■ Source extract ■

# # #

I can’t help but notice when I enter the gym, that the cardio section is primarily filled with women, and the men occupy the majority of the weight room. From the outside looking in, it may seem as though there is a fundamental difference in the way men and women should be training. This; however, is not the case. When it comes to cardiovascular exercise or strength training, both men and women can benefit substantially. According to certified personal trainer, Danielle Vindez, “Training, no matter the sex, has to do with the goal and present physical condition.”
Many women believe the myth that lifting heavy weights will result in a “bulky” or “manly” appearance. The truth is, women do not have the levels of testosterone men do, and thus cannot “bulk up” without the help of steroids and years of serious dedication. This fundamental difference in hormones makes it easier for men to put more muscle on their frame. Vindez explains, “Because men have more circulating testosterone and women have more estrogen availability, the results of training can be different, with men building greater muscle mass and bone density.”
Both men and women can benefit from compound lifts such as squats, deadlifts, and pressing movements such as those done on a flat bench or incline. Both sexes will also see results using more isolated exercises such as curl variations, pushdowns, and kickbacks (to name a few). Compound exercises like weighted squats and deadlifts burn more calories than almost any other move. Vindez states that although differences in hormones influence men and women’s size, “Essentially the muscles, bones, tendons and ligaments respond similarly to the stress of exercise. Cells in both males and females adapt to ‘overload’ by getting stronger.”
Just as there are no limitations with resistance training based on an individual’s sex, both men and women can perform cardiovascular exercise as well. Vindez explains that a person’s health history, exercise history, injuries and personal desire contribute more to limitations on cardiovascular exercise than sex. She notes that cardiovascular exercise can promote heart and circulatory health and mood enhancing benefits for everyone.

# # #

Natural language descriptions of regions
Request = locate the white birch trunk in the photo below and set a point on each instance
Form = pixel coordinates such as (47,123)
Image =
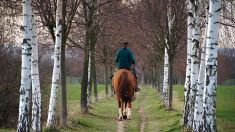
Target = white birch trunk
(200,87)
(210,82)
(36,93)
(188,68)
(23,119)
(165,80)
(51,120)
(89,80)
(194,64)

# # #

■ Exercise objective ■
Please name the factors that, according to the trainer quoted in the article on training for men and women, contribute more than sex to limitations on cardiovascular exercise.

■ Output of the task ■
A person's health history, exercise history, injuries and personal desire.